**Questions**
A: Print the passage of the colon cancer article starting with "Cancer Center, Semmelweis" and going on through "a personalized fashion.".
B: Write the next part of the article comparing left- and right-sided colon cancers, picking up after its final sentence.

**Selected text**
◇ ◇ ◇ ◇ ◇
Are the left- and the right-sided colon cancers similar?

Összefoglaló közlemények / Reviews


Are the left- and the right-sided colon cancers similar?

Magdolna Dank MD

Cancer Center, Semmelweis University, Budapest Correspondence:


Colorectal carcinoma (CRC) is a heterogeneous disease (CRCs) displaying variable etiology, incidence, pathobiology and related molecular pathways, and most importantly, the outcome varies depending on the location of the tumor. Several studies have been conducted which shed light on differences in overall survival between right-sided (RCRC) and left-sided CRC (LCRC). Likely the differences between RCRC and LCRC are due to complex mechanisms of genetic and epigenetic changes caused by intrinsic and extrinsic factors. Therefore, it is essential to determine the individual variations in biological and molecular characteristics of CRCs and consecutively treat cancer patients in a personalized fashion.

ISSUE: Central European Journal of Gastroenterology and Hepatology | 2018 | VOLUME 4, ISSUE 3

A colorectalis carcinoma egy heterogén betegség (CRC), amely változó etiológiát, incidenciát, patobio­lógiát mutat, és ezekhez kapcsolódó molekuláris útvonalakat érint. Ami a legfontosabb, a kimenetel a daganat helyétől függően is változik. Számos olyan vizsgálatot folytattak le, amelyek kimutatták a jobb oldali és a bal oldali CRC közötti túlélésbeli különbségeket. Valószínűleg a jobb és bal oldali CRC közötti különbségek intrinzik és extrinzik tényezők által okozott genetikai és epigenetikai változások komplex mechanizmusa miatt következnek be. Ezért alapvető fontosságú a CRC-k biológiai és molekuláris változatainak meghatározása és a tumoros betegek személyre szabott, ezt is figyelembe vevő kezelése.

Epidemiology and a brief pathology

Worldwide, approximately 8.5% of all cancers are malignant epithelial tumours of the colon. A wide variation in the incidence can be detected, because in the high-risk developed countries (Europe, the Americas, Australia, New Zealand) the incidence is 20-times higher than in the low risk regions (Africa, Asia) (1). In Europe, colorectal cancer is the second most commonly diagnosed cancer and the leading cause of death (2). Despite that the clinical outcome of colorectal cancer patients has highly improved by innovative treatment options and development of liver surgery with ablative technics, the prognosis of metastatic colorectal carcinoma (mCRC) remains poor (2).
◇ ◇ ◇ ◇ ◇
**Data listing**
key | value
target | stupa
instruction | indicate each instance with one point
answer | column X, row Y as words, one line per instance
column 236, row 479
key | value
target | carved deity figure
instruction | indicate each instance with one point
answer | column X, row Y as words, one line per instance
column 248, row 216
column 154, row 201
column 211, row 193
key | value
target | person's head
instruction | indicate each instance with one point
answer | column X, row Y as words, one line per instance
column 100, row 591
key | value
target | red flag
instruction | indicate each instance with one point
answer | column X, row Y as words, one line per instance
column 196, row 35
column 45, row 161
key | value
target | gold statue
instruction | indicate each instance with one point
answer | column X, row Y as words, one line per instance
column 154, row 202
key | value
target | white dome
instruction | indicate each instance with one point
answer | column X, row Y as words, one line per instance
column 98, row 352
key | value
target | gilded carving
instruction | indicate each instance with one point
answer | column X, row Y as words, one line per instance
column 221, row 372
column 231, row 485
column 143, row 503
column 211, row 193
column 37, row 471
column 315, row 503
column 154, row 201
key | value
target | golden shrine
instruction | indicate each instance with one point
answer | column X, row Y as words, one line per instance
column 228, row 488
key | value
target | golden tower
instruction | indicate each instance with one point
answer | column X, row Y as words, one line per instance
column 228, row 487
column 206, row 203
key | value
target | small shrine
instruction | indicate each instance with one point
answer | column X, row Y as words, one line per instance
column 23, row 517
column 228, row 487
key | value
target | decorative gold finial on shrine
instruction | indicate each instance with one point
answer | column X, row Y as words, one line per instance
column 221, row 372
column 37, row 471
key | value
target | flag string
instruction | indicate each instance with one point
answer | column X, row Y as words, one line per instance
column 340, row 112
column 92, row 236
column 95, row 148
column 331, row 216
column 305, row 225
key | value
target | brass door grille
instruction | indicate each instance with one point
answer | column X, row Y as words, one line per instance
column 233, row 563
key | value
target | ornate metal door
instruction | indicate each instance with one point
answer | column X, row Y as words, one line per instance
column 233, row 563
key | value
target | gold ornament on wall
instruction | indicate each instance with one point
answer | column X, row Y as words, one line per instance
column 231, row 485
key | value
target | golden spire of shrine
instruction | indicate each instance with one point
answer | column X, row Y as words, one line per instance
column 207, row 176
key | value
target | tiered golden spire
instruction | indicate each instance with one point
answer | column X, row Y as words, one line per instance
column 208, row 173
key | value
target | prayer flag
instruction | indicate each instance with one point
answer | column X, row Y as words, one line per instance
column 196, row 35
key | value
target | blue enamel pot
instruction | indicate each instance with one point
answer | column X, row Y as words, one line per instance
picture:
◇ ◇ ◇ ◇ ◇
**Exercise results**
A:
Cancer Center, Semmelweis University, Budapest Correspondence:


Colorectal carcinoma (CRC) is a heterogeneous disease (CRCs) displaying variable etiology, incidence, pathobiology and related molecular pathways, and most importantly, the outcome varies depending on the location of the tumor. Several studies have been conducted which shed light on differences in overall survival between right-sided (RCRC) and left-sided CRC (LCRC). Likely the differences between RCRC and LCRC are due to complex mechanisms of genetic and epigenetic changes caused by intrinsic and extrinsic factors. Therefore, it is essential to determine the individual variations in biological and molecular characteristics of CRCs and consecutively treat cancer patients in a personalized fashion.

B:
In addition, there is a massive difference in the age of
onset of CRCs, the mean age being only 50 years in developing countries. The lifestyle risk of developing CRCs is nearly 6% in US and 7.6% in Europe (1).
The risk factors of colorectal cancers can be found in Table 1. Although the prognosis is stage and grade dependent, tumours with identical morphological features display considerable heterogeneity in clinical outcome.

Table 1. Risk factors for Colorectal Cancer

In central Europe, and of course in Hungary, the development of colorectal cancer is predominantly a disease of late middle-aged and elderly individuals.
It is necessary to highlight that there is inverse correlation in vegetable and fibre consumption and the incidence of CRCs. It is well known that high folate intake can decrease the risk of colorectal cancer and the effect of Vitamin D likely same.
On the other hand, alcohol intake has been associated with an increased risk of colorectal cancer. Despite that the tobacco-related cancers’ number is getting higher the relative risk of colorectal cancer in smoking population is much less. Due to the lifestyles, there has been a trend in recent years toward the occurrence of more proximal cancers (1, 3).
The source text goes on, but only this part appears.